= Your objective =
The range starts at the line containing "Can you find the person" and ends at the last line of the records below. Reproduce those lines exactly.

[Point localization data]
____________
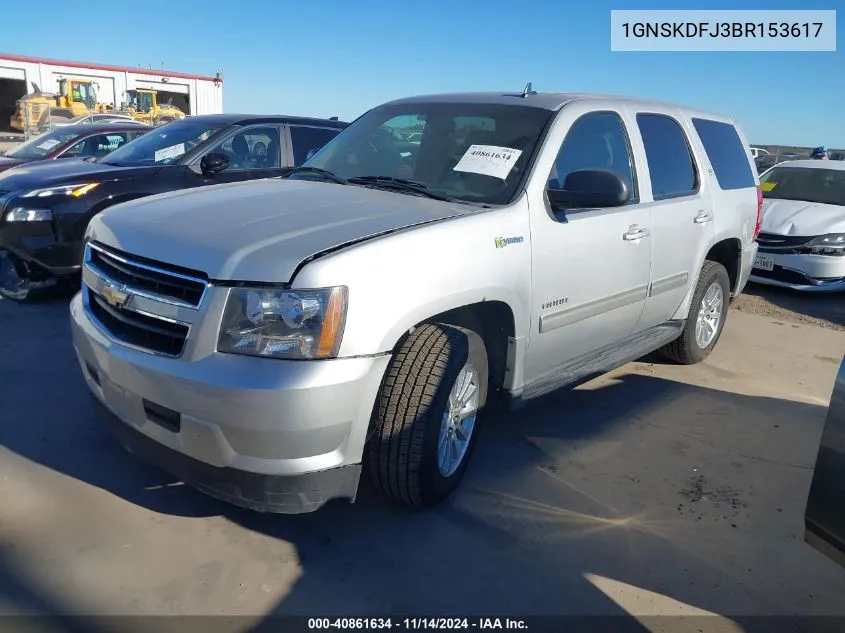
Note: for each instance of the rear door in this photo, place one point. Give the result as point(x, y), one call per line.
point(590, 267)
point(824, 518)
point(681, 211)
point(306, 140)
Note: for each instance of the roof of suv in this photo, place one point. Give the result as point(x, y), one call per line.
point(545, 100)
point(239, 119)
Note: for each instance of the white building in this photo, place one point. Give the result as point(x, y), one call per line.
point(193, 94)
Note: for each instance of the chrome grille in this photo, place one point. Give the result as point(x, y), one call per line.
point(141, 303)
point(153, 281)
point(774, 243)
point(137, 329)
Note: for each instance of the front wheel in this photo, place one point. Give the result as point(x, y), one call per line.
point(706, 318)
point(426, 414)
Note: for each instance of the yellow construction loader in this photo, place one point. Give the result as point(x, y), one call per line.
point(143, 106)
point(75, 98)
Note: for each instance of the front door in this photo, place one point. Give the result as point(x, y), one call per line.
point(255, 151)
point(590, 266)
point(681, 210)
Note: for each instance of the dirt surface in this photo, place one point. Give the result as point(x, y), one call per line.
point(823, 310)
point(657, 489)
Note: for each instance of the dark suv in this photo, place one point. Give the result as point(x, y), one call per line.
point(45, 207)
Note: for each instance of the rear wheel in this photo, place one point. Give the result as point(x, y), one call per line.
point(706, 318)
point(426, 414)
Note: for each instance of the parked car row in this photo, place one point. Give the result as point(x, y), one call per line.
point(264, 337)
point(46, 205)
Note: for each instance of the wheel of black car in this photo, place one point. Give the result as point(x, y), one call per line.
point(426, 414)
point(706, 319)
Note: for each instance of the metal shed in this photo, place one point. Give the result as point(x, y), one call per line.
point(193, 94)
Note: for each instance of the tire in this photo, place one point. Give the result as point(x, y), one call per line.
point(402, 455)
point(687, 349)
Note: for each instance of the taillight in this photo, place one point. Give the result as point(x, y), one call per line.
point(759, 212)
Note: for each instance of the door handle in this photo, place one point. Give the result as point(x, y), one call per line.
point(634, 233)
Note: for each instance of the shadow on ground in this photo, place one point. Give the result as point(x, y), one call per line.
point(828, 307)
point(571, 507)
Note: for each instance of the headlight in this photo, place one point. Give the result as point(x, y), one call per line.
point(21, 214)
point(832, 244)
point(291, 324)
point(64, 190)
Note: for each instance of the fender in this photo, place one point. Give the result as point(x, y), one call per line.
point(401, 280)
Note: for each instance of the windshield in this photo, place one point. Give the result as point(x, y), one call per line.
point(40, 146)
point(464, 151)
point(165, 145)
point(826, 186)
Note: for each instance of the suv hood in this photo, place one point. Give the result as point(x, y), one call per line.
point(797, 217)
point(259, 230)
point(65, 171)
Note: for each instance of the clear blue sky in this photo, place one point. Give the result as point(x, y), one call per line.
point(340, 58)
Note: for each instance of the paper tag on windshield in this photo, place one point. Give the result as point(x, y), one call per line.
point(48, 144)
point(170, 152)
point(489, 160)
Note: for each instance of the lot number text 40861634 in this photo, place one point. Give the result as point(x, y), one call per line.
point(417, 624)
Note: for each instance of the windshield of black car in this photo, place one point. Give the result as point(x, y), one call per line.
point(465, 151)
point(164, 145)
point(40, 146)
point(809, 184)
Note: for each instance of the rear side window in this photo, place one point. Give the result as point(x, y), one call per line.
point(307, 140)
point(726, 153)
point(667, 151)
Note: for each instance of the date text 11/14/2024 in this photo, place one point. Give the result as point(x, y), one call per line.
point(416, 624)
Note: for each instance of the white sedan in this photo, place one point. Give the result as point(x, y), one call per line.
point(802, 237)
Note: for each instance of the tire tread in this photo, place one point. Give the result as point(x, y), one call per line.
point(408, 392)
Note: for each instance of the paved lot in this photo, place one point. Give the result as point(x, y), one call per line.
point(657, 489)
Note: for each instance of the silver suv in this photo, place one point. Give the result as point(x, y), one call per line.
point(265, 341)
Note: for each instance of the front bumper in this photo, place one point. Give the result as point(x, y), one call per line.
point(270, 435)
point(749, 252)
point(33, 255)
point(807, 273)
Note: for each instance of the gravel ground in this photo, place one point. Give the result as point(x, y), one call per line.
point(822, 310)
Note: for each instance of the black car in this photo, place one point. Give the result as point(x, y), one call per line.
point(45, 207)
point(824, 517)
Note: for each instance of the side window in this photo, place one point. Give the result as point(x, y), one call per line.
point(307, 140)
point(667, 151)
point(726, 153)
point(253, 148)
point(595, 141)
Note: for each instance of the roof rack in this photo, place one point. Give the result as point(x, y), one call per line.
point(525, 93)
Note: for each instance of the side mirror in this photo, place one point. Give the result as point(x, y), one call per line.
point(213, 163)
point(590, 189)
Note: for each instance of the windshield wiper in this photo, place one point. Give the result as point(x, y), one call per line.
point(325, 173)
point(399, 184)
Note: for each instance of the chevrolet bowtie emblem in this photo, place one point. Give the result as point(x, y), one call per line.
point(116, 296)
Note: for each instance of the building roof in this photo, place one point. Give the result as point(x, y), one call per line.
point(126, 69)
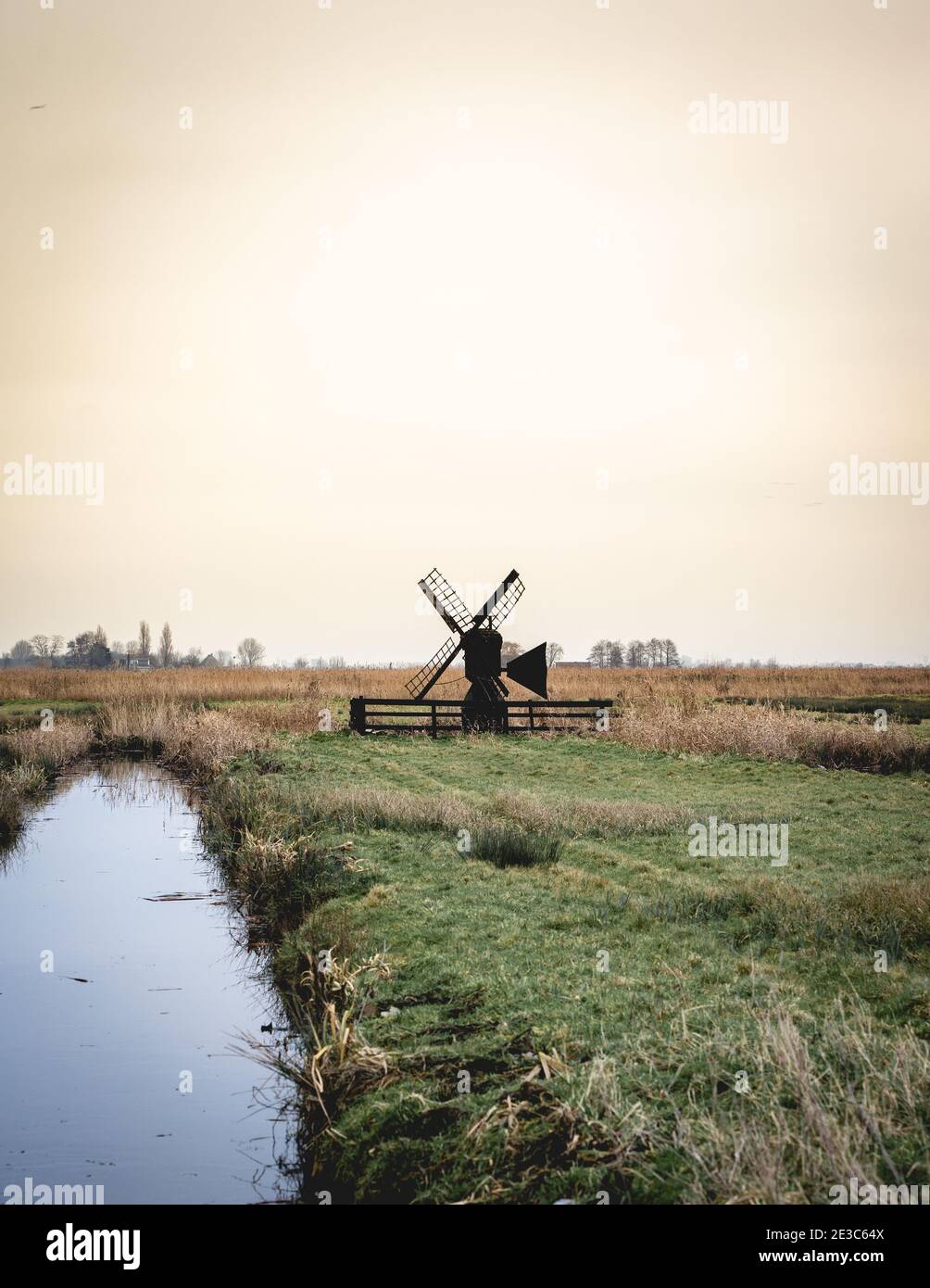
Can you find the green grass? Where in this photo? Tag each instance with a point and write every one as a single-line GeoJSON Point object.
{"type": "Point", "coordinates": [649, 980]}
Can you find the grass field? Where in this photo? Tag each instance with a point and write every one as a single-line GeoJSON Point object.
{"type": "Point", "coordinates": [513, 979]}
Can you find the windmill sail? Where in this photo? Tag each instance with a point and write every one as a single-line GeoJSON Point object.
{"type": "Point", "coordinates": [501, 601]}
{"type": "Point", "coordinates": [428, 674]}
{"type": "Point", "coordinates": [446, 600]}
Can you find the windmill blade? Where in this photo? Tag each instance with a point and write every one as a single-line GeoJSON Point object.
{"type": "Point", "coordinates": [501, 601]}
{"type": "Point", "coordinates": [426, 676]}
{"type": "Point", "coordinates": [446, 600]}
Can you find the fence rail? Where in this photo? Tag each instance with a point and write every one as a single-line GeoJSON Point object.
{"type": "Point", "coordinates": [446, 715]}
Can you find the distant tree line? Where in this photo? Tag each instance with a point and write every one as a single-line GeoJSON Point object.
{"type": "Point", "coordinates": [92, 650]}
{"type": "Point", "coordinates": [653, 652]}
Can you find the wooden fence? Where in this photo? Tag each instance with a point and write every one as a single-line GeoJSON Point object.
{"type": "Point", "coordinates": [445, 715]}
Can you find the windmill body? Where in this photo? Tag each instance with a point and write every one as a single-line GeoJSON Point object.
{"type": "Point", "coordinates": [487, 705]}
{"type": "Point", "coordinates": [478, 638]}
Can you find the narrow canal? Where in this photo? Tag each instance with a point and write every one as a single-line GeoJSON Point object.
{"type": "Point", "coordinates": [124, 983]}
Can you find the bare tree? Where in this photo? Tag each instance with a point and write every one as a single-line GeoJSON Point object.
{"type": "Point", "coordinates": [600, 653]}
{"type": "Point", "coordinates": [250, 652]}
{"type": "Point", "coordinates": [165, 644]}
{"type": "Point", "coordinates": [672, 654]}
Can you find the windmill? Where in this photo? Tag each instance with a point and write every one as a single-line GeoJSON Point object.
{"type": "Point", "coordinates": [477, 637]}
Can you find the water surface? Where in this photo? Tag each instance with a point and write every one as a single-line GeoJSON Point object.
{"type": "Point", "coordinates": [92, 1073]}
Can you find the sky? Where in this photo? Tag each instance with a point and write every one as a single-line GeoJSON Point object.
{"type": "Point", "coordinates": [327, 296]}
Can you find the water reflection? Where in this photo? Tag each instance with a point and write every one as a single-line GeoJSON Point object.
{"type": "Point", "coordinates": [119, 1007]}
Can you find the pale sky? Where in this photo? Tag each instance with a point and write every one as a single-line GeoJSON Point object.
{"type": "Point", "coordinates": [454, 283]}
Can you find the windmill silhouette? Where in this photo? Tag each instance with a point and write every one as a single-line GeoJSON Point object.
{"type": "Point", "coordinates": [477, 637]}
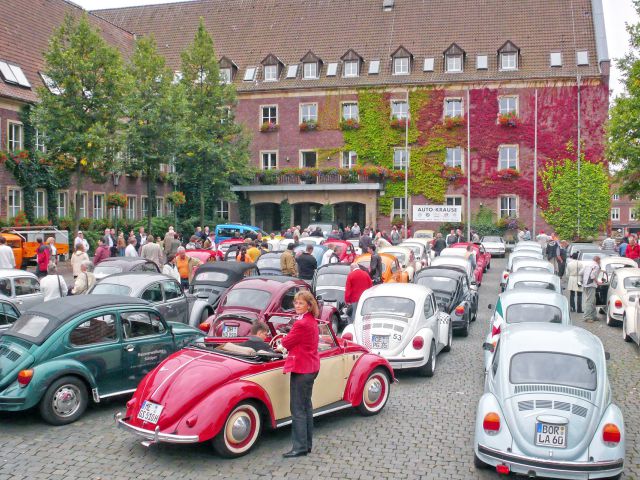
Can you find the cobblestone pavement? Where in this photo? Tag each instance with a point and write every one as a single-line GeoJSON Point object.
{"type": "Point", "coordinates": [425, 431]}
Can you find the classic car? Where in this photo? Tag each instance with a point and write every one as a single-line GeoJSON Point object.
{"type": "Point", "coordinates": [532, 279]}
{"type": "Point", "coordinates": [112, 265]}
{"type": "Point", "coordinates": [547, 409]}
{"type": "Point", "coordinates": [624, 289]}
{"type": "Point", "coordinates": [230, 394]}
{"type": "Point", "coordinates": [21, 287]}
{"type": "Point", "coordinates": [65, 352]}
{"type": "Point", "coordinates": [453, 294]}
{"type": "Point", "coordinates": [406, 258]}
{"type": "Point", "coordinates": [404, 324]}
{"type": "Point", "coordinates": [494, 245]}
{"type": "Point", "coordinates": [258, 298]}
{"type": "Point", "coordinates": [329, 284]}
{"type": "Point", "coordinates": [391, 269]}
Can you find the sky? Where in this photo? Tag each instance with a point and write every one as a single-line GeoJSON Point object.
{"type": "Point", "coordinates": [617, 12]}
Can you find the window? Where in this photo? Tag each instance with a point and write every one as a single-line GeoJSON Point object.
{"type": "Point", "coordinates": [14, 136]}
{"type": "Point", "coordinates": [351, 68]}
{"type": "Point", "coordinates": [14, 201]}
{"type": "Point", "coordinates": [399, 109]}
{"type": "Point", "coordinates": [507, 105]}
{"type": "Point", "coordinates": [401, 66]}
{"type": "Point", "coordinates": [453, 107]}
{"type": "Point", "coordinates": [63, 202]}
{"type": "Point", "coordinates": [131, 208]}
{"type": "Point", "coordinates": [615, 214]}
{"type": "Point", "coordinates": [349, 159]}
{"type": "Point", "coordinates": [269, 160]}
{"type": "Point", "coordinates": [399, 207]}
{"type": "Point", "coordinates": [454, 63]}
{"type": "Point", "coordinates": [222, 210]}
{"type": "Point", "coordinates": [454, 157]}
{"type": "Point", "coordinates": [269, 114]}
{"type": "Point", "coordinates": [509, 61]}
{"type": "Point", "coordinates": [308, 112]}
{"type": "Point", "coordinates": [270, 73]}
{"type": "Point", "coordinates": [399, 159]}
{"type": "Point", "coordinates": [350, 111]}
{"type": "Point", "coordinates": [141, 324]}
{"type": "Point", "coordinates": [98, 206]}
{"type": "Point", "coordinates": [310, 70]}
{"type": "Point", "coordinates": [40, 207]}
{"type": "Point", "coordinates": [96, 330]}
{"type": "Point", "coordinates": [508, 207]}
{"type": "Point", "coordinates": [507, 157]}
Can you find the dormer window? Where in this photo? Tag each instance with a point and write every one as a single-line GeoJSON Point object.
{"type": "Point", "coordinates": [508, 56]}
{"type": "Point", "coordinates": [454, 59]}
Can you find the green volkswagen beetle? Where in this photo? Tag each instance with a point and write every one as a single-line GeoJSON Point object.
{"type": "Point", "coordinates": [63, 352]}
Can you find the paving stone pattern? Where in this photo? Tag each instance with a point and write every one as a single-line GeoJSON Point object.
{"type": "Point", "coordinates": [424, 432]}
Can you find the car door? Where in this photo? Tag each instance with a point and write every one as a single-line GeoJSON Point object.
{"type": "Point", "coordinates": [27, 292]}
{"type": "Point", "coordinates": [175, 302]}
{"type": "Point", "coordinates": [146, 342]}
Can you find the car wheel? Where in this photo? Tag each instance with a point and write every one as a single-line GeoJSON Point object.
{"type": "Point", "coordinates": [240, 432]}
{"type": "Point", "coordinates": [375, 393]}
{"type": "Point", "coordinates": [64, 401]}
{"type": "Point", "coordinates": [430, 368]}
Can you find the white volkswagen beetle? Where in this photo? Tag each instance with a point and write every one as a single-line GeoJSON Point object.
{"type": "Point", "coordinates": [402, 323]}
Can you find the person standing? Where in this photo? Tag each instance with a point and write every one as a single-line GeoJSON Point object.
{"type": "Point", "coordinates": [589, 284]}
{"type": "Point", "coordinates": [358, 281]}
{"type": "Point", "coordinates": [303, 362]}
{"type": "Point", "coordinates": [7, 259]}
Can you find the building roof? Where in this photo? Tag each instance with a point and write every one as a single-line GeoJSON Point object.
{"type": "Point", "coordinates": [24, 37]}
{"type": "Point", "coordinates": [247, 31]}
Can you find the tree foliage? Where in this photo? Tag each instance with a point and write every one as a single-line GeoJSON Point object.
{"type": "Point", "coordinates": [578, 204]}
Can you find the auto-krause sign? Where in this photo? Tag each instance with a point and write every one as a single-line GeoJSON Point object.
{"type": "Point", "coordinates": [437, 213]}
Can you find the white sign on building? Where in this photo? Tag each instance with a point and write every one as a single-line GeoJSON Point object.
{"type": "Point", "coordinates": [437, 213]}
____________
= Worked solution =
Can you find the person standing? Where in this photo? Tag each instance with a point and write every one as a single-line GeoJSON Point object.
{"type": "Point", "coordinates": [589, 284]}
{"type": "Point", "coordinates": [358, 281]}
{"type": "Point", "coordinates": [303, 362]}
{"type": "Point", "coordinates": [7, 259]}
Can you find the building roof? Where in this photo? Tag each instance with a point and write every one as a single-line GeoJSON Point object.
{"type": "Point", "coordinates": [24, 37]}
{"type": "Point", "coordinates": [247, 31]}
Can you find the tree foliage? Where in this photo? Tag each instance with a point and write every one as a single-line GeoJSON Point object.
{"type": "Point", "coordinates": [578, 204]}
Can you find the auto-krause sign? Where in this photo? Tag each instance with a point and write every one as a single-line GeoJSON Point object.
{"type": "Point", "coordinates": [437, 213]}
Can you find the white sign on building? Where in this photo? Tag each instance with a point and write every one as a single-line GeoJSON Point object.
{"type": "Point", "coordinates": [437, 213]}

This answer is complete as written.